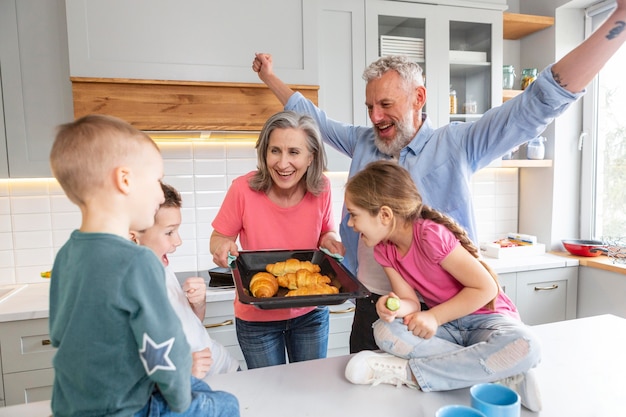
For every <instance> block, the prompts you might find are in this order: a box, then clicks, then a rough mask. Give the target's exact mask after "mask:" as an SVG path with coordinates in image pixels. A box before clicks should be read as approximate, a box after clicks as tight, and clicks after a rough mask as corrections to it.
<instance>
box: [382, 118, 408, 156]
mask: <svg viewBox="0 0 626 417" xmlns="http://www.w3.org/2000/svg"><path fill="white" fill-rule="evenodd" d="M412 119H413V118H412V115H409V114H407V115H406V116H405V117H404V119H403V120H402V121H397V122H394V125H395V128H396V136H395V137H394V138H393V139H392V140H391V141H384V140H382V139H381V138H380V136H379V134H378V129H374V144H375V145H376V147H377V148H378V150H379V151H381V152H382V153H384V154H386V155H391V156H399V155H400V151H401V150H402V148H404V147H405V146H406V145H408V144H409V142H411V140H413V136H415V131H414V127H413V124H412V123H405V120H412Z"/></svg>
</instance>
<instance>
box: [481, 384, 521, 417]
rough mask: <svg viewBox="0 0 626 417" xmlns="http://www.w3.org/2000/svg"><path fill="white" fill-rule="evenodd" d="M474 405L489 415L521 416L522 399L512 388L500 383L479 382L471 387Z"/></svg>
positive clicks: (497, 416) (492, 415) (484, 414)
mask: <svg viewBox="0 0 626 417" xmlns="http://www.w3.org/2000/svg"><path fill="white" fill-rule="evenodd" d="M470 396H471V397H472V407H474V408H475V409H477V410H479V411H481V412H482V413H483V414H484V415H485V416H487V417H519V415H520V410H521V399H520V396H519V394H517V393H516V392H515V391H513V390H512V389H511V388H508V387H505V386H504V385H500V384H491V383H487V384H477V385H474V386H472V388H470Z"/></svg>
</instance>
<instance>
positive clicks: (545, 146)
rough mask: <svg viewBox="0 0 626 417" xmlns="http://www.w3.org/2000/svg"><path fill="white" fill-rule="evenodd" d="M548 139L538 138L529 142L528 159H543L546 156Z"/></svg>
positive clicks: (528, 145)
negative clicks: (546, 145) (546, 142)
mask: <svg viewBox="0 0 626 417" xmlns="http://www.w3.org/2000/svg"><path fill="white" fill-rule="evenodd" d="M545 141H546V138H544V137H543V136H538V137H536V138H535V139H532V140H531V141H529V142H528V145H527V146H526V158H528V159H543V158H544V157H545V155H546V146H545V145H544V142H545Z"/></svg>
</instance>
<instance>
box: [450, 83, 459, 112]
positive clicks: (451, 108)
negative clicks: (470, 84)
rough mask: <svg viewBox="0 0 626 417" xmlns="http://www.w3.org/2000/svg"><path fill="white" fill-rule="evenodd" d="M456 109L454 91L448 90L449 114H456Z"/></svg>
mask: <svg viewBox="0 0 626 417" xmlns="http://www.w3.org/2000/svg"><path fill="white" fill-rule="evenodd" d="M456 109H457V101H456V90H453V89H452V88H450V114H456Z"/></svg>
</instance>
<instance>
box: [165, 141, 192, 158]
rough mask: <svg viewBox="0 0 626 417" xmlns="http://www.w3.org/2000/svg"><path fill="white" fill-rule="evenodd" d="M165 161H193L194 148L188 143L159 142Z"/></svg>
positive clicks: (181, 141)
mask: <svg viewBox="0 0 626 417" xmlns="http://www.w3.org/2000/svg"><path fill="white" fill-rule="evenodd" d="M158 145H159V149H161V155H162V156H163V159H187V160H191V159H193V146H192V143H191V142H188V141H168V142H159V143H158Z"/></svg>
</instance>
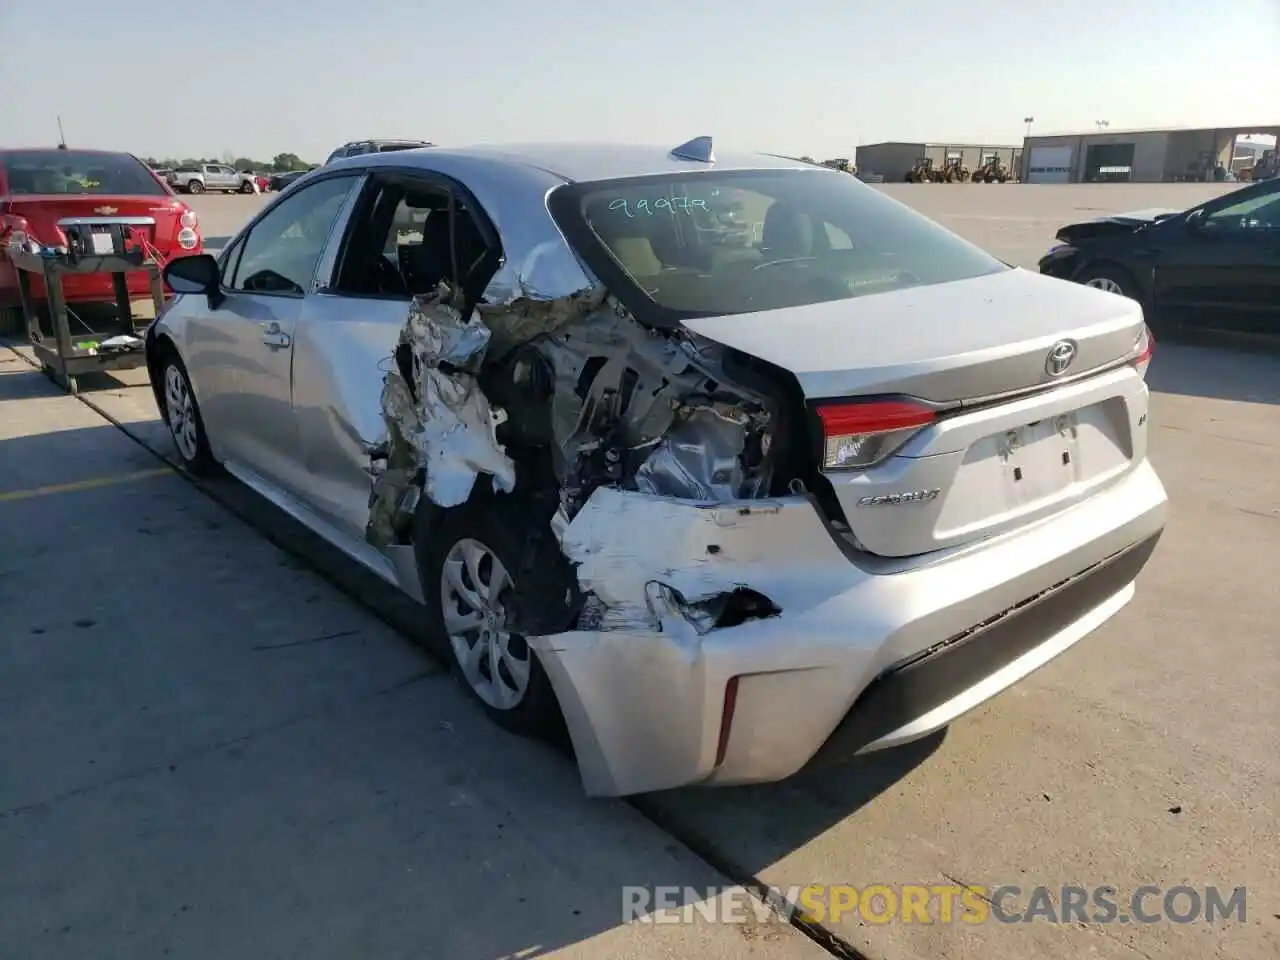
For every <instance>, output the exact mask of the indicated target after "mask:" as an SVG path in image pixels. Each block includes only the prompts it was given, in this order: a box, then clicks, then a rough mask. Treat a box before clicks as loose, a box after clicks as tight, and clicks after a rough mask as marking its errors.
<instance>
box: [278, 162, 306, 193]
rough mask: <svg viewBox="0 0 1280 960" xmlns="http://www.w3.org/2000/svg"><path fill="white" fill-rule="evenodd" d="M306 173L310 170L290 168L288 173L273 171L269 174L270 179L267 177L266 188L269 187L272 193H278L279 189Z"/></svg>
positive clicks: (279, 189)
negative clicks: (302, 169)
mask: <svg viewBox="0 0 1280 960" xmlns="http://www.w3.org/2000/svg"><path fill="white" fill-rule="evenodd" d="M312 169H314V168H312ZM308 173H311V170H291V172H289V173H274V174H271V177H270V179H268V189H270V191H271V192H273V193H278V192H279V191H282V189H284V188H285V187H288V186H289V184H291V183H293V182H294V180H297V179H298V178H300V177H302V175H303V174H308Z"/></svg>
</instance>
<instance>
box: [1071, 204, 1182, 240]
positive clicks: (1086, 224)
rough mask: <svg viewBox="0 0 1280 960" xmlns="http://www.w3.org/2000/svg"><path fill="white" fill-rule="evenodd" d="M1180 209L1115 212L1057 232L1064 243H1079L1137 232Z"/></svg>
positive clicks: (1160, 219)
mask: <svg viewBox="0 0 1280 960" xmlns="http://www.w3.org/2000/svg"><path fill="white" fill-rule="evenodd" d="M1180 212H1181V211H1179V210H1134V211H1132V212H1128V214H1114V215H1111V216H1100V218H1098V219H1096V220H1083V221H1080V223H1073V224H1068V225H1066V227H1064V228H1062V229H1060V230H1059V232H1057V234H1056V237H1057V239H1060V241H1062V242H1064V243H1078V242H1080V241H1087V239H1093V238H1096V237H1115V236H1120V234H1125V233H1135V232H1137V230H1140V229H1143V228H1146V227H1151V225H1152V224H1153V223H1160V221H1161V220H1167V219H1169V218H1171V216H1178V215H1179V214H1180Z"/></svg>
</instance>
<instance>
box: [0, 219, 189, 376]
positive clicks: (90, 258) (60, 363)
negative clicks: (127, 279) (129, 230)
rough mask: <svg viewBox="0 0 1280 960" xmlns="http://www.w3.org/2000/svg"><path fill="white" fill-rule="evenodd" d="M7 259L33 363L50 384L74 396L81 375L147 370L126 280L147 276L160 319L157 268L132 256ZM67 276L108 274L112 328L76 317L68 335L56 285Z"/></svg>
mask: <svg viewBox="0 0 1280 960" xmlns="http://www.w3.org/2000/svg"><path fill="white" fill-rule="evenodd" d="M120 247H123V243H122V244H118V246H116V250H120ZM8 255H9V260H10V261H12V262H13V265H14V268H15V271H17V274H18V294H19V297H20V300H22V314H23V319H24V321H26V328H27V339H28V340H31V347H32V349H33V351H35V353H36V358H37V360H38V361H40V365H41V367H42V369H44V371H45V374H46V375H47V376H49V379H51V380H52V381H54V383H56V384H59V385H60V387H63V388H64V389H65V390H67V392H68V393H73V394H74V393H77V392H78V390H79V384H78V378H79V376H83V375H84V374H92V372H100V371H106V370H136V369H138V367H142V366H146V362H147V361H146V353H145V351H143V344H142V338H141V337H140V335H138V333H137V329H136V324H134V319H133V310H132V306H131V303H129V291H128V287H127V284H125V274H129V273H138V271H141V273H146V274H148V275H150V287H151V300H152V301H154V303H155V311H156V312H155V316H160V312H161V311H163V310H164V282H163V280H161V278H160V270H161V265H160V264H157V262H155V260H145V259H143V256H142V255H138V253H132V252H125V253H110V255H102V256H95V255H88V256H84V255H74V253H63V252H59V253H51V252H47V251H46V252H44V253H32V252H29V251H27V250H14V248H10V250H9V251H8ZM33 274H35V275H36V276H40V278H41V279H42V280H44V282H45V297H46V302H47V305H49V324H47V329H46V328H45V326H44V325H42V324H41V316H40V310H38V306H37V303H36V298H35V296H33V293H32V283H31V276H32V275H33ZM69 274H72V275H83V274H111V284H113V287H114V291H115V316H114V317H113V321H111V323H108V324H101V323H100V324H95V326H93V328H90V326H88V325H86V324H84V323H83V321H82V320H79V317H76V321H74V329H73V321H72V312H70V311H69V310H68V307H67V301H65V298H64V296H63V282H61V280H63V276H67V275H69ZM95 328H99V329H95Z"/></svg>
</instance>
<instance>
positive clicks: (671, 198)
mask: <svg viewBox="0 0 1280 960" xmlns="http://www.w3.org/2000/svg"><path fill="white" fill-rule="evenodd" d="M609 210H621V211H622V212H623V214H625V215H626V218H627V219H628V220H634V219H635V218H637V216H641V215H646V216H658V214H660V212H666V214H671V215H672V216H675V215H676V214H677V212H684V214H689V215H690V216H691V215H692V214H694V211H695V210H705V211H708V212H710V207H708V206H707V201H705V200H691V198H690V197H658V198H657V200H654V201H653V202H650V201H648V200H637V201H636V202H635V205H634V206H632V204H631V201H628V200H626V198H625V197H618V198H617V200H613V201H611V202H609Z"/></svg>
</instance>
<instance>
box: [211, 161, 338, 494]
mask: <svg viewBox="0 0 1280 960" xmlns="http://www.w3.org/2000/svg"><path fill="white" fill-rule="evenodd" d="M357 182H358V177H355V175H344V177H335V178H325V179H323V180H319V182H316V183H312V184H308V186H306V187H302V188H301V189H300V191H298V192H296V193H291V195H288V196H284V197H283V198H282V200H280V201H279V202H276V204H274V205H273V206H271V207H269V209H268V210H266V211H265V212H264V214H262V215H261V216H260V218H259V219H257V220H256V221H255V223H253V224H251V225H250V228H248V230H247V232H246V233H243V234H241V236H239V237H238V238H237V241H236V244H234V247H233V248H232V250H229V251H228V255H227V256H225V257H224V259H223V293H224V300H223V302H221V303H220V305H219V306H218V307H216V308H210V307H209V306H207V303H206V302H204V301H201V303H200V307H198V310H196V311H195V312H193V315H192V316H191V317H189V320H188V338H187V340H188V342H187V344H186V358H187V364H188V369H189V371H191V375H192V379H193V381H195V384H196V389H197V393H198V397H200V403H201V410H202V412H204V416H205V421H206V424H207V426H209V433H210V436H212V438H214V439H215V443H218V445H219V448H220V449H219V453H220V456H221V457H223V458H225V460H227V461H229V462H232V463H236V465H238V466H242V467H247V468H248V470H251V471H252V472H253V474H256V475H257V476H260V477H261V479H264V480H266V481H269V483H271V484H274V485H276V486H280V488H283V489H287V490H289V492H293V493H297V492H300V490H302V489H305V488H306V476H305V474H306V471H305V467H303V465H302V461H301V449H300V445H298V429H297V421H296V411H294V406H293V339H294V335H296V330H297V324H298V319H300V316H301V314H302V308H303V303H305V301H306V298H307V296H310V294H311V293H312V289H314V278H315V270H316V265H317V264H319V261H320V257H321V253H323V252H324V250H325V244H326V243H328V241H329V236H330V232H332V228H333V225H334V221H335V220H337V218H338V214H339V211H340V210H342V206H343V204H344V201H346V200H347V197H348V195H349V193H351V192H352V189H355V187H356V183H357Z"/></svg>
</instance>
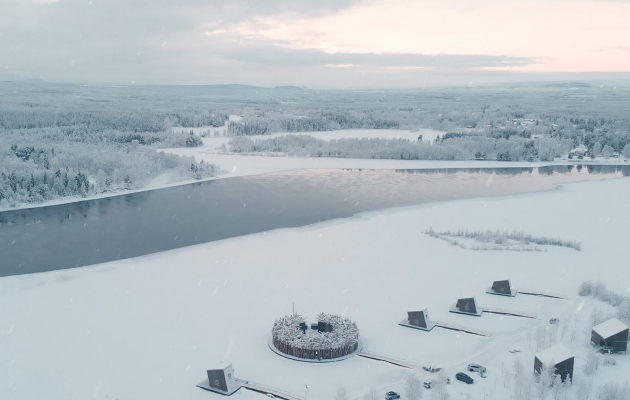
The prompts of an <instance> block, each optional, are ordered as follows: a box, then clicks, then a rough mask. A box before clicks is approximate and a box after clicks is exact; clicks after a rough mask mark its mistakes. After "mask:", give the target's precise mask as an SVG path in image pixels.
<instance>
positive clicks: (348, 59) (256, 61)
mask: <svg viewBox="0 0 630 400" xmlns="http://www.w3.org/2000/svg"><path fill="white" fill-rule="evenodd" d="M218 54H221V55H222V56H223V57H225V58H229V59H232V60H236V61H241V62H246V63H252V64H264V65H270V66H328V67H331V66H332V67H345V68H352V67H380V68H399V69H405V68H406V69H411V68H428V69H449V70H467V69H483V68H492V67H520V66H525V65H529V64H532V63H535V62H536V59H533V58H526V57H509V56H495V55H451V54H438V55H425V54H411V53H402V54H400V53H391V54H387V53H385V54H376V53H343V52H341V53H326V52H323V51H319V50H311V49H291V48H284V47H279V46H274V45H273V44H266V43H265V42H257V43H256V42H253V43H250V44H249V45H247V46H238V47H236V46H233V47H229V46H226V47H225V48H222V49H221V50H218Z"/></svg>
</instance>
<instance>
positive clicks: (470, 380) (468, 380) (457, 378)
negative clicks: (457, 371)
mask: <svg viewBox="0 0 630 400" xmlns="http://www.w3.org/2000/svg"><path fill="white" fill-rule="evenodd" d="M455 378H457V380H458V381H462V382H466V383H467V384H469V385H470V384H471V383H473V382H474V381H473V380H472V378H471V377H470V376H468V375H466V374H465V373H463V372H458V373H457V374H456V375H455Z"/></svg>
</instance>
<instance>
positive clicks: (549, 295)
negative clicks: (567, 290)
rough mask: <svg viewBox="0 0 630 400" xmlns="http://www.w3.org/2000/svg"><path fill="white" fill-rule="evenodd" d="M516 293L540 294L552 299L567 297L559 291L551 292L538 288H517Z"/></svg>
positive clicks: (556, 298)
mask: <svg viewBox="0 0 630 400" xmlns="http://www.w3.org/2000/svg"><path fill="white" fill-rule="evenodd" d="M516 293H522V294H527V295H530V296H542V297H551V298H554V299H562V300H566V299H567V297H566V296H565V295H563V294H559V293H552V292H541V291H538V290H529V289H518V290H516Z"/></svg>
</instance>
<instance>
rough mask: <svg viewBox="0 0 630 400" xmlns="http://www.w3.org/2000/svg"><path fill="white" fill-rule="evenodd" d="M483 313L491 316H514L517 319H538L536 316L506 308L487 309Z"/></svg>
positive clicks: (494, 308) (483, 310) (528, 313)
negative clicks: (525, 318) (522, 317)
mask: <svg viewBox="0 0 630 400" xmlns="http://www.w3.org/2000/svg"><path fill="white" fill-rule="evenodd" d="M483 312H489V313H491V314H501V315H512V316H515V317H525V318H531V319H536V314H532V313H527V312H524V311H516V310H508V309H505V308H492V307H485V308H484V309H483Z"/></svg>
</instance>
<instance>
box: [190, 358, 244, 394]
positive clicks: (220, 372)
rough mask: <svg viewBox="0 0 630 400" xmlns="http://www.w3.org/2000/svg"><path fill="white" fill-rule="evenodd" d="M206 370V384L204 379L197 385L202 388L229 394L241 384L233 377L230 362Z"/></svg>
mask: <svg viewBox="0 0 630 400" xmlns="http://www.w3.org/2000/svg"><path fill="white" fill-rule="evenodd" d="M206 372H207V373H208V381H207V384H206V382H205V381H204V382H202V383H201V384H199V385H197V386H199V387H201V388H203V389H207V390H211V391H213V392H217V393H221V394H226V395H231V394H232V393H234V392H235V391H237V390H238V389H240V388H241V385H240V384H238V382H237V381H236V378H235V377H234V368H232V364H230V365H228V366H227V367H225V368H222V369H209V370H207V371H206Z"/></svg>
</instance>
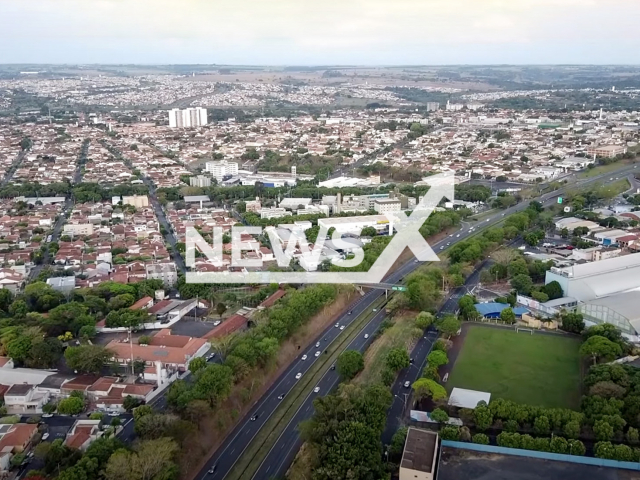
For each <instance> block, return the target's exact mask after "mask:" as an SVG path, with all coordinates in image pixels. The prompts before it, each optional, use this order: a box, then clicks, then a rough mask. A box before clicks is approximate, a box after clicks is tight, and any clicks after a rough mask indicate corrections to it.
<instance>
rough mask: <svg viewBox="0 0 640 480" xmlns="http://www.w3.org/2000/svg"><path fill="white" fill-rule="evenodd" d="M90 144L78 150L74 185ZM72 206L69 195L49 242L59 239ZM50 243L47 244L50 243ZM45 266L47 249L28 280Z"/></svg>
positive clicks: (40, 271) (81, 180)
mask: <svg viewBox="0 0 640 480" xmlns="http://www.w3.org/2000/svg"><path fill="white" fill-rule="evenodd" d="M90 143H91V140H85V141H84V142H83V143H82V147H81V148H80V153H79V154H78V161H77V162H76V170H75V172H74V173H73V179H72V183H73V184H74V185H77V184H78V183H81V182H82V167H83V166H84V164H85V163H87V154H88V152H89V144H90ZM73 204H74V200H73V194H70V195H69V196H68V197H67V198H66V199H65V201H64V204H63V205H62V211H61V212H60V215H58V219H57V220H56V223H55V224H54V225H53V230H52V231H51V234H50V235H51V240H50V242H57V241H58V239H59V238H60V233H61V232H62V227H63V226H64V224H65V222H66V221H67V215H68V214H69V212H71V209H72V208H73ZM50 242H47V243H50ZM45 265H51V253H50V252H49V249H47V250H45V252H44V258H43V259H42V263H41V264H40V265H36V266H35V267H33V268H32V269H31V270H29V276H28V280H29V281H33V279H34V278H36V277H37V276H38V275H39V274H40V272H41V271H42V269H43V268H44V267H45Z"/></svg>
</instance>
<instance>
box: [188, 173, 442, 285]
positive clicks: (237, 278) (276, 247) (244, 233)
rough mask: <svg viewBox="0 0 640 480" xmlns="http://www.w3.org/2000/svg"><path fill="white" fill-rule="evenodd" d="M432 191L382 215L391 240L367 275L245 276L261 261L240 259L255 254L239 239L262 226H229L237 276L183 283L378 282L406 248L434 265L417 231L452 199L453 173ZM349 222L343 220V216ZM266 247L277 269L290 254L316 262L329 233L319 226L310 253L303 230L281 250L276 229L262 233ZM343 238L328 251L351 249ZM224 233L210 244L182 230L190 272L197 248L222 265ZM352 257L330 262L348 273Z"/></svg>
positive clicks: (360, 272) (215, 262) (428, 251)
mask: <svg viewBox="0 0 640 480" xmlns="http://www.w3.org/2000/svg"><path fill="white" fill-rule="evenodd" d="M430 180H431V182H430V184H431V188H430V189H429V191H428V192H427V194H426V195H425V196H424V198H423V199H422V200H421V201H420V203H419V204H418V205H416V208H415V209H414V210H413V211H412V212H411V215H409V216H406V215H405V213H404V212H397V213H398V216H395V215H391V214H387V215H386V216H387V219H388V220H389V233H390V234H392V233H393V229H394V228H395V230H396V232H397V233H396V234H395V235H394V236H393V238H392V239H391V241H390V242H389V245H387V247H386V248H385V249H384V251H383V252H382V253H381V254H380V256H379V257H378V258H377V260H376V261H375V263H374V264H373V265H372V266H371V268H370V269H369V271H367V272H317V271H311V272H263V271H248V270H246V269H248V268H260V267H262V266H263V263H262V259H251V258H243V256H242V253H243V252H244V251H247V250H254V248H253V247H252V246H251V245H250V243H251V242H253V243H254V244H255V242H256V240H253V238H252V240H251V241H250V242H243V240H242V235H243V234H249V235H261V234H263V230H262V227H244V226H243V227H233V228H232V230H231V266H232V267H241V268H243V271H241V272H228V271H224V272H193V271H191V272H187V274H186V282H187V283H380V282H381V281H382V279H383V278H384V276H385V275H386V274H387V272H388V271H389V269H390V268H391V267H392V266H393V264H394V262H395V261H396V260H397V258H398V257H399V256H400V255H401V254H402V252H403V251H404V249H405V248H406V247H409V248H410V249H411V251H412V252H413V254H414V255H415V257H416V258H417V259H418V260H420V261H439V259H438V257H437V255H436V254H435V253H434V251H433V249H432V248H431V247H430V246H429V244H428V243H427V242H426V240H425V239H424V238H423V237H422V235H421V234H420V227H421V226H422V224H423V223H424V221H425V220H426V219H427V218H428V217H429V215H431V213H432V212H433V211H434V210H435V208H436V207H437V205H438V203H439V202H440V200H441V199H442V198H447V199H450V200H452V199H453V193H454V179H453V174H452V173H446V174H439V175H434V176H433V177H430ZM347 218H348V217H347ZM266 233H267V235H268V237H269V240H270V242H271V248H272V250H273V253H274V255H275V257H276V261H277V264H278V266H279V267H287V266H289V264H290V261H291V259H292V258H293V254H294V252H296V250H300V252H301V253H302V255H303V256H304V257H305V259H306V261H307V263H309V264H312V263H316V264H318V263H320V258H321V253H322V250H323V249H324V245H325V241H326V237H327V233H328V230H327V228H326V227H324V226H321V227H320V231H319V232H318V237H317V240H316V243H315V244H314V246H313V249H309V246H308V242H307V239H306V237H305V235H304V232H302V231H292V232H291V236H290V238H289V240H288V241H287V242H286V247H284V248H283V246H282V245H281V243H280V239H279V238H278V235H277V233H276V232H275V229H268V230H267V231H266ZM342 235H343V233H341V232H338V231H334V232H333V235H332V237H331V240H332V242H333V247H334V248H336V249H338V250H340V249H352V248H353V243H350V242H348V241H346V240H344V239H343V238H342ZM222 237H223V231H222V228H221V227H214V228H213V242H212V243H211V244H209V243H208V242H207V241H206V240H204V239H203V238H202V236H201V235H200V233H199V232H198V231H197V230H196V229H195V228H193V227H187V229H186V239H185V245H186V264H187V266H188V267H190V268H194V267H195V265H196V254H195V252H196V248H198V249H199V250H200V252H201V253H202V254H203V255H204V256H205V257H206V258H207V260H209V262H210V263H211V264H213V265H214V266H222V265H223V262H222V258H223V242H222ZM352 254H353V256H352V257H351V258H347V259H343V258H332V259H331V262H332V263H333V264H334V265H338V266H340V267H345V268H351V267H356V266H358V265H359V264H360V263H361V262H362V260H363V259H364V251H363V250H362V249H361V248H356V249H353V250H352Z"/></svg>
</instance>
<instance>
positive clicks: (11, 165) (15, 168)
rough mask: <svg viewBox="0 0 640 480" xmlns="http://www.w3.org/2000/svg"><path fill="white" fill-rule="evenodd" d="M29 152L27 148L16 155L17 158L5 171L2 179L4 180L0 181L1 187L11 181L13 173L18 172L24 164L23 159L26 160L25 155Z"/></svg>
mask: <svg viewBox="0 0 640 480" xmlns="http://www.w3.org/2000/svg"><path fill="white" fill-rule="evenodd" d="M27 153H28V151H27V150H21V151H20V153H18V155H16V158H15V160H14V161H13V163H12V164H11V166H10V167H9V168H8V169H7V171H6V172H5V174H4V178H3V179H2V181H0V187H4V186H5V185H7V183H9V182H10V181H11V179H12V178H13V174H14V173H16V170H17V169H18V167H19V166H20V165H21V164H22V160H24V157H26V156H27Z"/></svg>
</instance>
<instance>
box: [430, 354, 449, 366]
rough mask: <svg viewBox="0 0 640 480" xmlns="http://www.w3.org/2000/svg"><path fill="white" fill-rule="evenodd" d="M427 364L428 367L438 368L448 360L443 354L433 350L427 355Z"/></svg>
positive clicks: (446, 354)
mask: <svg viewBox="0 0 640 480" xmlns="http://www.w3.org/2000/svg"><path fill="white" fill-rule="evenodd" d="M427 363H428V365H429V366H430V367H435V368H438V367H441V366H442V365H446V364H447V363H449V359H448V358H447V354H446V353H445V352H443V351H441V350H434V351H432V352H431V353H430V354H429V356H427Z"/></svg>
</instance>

◆ **WHAT IS EXPECTED**: Within the listing above, work out how many lines hold "every", and answer with that number only.

◆ **COMPLETED TASK**: 2